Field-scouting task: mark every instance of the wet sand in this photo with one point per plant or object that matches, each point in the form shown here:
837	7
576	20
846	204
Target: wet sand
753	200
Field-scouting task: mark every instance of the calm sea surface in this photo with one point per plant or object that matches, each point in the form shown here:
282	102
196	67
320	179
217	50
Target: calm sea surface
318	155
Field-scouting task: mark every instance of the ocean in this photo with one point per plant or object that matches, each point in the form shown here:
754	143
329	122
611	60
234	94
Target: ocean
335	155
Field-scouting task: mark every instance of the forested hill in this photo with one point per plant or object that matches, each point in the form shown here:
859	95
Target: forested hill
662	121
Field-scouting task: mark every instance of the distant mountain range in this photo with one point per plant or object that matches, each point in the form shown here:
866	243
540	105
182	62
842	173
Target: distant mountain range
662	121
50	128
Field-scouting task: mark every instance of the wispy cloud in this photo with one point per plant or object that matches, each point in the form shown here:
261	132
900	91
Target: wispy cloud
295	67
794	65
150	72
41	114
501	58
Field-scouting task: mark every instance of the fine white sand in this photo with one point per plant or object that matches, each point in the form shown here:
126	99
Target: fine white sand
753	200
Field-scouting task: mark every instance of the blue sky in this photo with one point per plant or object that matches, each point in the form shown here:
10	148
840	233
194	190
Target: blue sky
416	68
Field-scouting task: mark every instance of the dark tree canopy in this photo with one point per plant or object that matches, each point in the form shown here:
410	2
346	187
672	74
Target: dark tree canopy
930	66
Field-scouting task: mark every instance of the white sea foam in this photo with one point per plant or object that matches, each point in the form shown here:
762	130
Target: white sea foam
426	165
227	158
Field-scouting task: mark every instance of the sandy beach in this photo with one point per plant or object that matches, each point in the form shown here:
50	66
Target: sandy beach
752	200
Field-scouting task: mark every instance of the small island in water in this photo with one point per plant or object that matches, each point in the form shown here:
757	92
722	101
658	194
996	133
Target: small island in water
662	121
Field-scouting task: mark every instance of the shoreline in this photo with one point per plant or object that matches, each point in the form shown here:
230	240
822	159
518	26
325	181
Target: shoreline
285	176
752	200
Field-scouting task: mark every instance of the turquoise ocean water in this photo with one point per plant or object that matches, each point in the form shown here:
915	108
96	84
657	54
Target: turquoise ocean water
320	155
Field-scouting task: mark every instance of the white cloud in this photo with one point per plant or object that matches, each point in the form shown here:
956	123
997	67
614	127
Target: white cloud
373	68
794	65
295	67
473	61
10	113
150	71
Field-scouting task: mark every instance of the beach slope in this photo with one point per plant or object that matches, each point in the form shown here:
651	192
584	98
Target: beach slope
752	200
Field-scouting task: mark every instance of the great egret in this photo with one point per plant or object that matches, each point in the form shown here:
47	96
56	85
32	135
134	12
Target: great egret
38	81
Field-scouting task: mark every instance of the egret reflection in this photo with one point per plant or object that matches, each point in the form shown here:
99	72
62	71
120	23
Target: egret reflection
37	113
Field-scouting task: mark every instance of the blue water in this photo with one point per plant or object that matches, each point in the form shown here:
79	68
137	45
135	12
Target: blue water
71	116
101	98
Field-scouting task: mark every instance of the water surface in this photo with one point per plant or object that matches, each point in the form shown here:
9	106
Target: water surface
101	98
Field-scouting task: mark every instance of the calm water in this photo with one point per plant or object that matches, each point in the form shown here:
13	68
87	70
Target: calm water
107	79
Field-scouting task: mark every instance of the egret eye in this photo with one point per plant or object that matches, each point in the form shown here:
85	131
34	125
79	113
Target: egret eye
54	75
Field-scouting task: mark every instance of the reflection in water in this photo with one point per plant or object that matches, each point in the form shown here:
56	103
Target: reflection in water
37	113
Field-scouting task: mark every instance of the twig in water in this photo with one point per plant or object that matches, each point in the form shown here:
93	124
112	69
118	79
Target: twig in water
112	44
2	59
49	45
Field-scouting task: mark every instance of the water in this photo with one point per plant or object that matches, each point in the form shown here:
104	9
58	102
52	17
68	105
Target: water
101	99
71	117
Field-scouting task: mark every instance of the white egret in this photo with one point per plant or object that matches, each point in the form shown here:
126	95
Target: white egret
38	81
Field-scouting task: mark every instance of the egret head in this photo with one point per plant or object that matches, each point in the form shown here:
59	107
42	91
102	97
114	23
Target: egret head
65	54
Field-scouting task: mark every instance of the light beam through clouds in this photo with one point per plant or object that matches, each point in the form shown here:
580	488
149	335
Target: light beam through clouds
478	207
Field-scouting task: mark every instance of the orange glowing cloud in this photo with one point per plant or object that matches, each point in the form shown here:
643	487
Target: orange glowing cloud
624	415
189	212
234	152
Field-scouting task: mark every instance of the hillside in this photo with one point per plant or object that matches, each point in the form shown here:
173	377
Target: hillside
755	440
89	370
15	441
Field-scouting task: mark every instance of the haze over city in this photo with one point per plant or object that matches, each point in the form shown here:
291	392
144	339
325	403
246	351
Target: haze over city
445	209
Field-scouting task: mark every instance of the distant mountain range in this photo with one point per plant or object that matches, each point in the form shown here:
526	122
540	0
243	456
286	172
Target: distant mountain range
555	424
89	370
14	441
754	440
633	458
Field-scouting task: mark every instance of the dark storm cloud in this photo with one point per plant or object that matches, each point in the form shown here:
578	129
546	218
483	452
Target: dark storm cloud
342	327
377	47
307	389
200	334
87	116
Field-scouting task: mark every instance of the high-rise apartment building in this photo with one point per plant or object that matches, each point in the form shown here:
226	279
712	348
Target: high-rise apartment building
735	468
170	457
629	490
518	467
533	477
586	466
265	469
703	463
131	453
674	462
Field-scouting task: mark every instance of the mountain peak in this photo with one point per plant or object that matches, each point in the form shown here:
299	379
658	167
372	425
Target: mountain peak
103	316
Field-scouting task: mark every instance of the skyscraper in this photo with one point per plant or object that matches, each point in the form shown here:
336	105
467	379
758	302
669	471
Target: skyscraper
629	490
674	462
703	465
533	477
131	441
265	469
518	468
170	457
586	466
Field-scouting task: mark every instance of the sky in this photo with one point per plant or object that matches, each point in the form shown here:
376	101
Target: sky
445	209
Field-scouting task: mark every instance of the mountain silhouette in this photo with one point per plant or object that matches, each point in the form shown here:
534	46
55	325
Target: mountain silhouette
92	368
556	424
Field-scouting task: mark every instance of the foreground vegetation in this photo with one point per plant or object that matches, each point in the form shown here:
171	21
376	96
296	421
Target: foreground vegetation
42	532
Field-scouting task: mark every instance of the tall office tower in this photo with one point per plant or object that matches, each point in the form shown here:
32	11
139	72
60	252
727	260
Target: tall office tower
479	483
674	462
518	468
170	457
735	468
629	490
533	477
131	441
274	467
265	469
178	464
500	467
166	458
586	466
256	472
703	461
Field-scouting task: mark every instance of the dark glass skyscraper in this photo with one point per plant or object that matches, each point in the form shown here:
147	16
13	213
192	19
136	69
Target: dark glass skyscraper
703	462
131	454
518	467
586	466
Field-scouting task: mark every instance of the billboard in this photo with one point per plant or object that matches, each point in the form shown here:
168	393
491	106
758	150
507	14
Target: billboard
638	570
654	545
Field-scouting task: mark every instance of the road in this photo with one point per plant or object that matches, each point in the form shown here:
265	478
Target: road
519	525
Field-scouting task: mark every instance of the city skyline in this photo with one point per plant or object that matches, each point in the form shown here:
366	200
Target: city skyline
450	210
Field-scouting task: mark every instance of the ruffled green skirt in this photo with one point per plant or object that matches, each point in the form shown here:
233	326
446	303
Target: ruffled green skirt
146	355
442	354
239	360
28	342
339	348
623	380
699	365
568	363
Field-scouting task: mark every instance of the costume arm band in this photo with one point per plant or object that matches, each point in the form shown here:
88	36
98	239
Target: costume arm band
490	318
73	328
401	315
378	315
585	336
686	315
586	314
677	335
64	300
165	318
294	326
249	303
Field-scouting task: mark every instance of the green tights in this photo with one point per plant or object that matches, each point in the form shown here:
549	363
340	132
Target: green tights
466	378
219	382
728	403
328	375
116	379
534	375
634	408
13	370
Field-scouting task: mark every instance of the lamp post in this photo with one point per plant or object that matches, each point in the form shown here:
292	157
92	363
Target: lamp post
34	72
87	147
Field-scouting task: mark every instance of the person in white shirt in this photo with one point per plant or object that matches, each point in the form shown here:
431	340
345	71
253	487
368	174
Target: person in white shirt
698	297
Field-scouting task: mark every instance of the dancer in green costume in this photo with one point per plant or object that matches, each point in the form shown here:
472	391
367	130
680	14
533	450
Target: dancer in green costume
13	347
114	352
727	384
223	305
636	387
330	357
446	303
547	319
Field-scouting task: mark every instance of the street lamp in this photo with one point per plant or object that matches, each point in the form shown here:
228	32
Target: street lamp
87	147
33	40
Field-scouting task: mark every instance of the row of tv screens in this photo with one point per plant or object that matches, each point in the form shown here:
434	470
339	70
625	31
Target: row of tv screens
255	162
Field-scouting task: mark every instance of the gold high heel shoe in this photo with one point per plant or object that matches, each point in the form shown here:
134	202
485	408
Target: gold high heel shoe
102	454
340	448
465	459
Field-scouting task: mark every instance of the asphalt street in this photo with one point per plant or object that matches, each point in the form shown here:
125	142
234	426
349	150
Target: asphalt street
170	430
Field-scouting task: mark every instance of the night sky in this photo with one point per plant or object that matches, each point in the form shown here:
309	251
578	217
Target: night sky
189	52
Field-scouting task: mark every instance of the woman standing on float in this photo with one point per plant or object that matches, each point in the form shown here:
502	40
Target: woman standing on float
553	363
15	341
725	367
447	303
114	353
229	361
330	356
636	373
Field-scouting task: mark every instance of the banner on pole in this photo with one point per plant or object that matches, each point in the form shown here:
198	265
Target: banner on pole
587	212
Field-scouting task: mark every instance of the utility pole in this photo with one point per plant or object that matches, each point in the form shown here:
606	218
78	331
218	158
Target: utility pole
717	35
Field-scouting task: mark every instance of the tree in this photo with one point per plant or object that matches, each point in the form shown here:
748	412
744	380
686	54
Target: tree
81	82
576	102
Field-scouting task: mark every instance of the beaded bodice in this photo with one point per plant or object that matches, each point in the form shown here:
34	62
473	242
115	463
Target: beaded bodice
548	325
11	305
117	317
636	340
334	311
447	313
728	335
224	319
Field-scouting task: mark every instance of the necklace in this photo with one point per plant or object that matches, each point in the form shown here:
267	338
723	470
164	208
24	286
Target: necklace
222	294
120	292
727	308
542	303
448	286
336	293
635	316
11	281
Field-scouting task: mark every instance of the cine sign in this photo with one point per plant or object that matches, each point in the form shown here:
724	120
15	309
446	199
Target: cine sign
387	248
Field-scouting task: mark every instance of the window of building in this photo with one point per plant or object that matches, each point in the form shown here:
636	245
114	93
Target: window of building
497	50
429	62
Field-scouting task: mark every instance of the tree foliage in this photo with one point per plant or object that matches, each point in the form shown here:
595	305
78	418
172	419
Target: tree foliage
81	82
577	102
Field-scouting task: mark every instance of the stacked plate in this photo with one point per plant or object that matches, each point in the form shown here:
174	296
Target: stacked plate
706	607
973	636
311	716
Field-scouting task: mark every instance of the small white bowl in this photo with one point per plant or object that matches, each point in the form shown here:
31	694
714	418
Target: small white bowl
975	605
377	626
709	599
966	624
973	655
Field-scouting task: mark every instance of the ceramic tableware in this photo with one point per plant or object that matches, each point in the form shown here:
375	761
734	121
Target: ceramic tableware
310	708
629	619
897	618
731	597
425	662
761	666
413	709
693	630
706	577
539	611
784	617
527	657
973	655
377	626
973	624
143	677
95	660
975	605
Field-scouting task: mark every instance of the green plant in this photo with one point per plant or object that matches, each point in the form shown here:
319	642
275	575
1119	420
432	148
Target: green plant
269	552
::::::
§ **OBJECTIVE**
Can you quote the stretch of the records from the line containing "Field-scouting task: mark every instance of the ceramic" through the end of the records, copying each line verbatim?

§ **THE RESPONSE**
Field-scouting task: mark every instance of the ceramic tableware in this photo with one point per plant or object that matches, each point in the form shown here:
375	761
734	121
Target: ceramic tableware
310	708
629	619
897	618
731	597
425	662
761	666
413	709
693	630
706	577
539	611
784	617
527	657
973	655
377	626
973	624
143	677
95	660
975	605
Field-scouting task: mark every instance of the green plant in this photo with one point per plant or object that matches, each point in the form shown here:
319	642
275	575
1119	420
432	148
Target: green plant
269	552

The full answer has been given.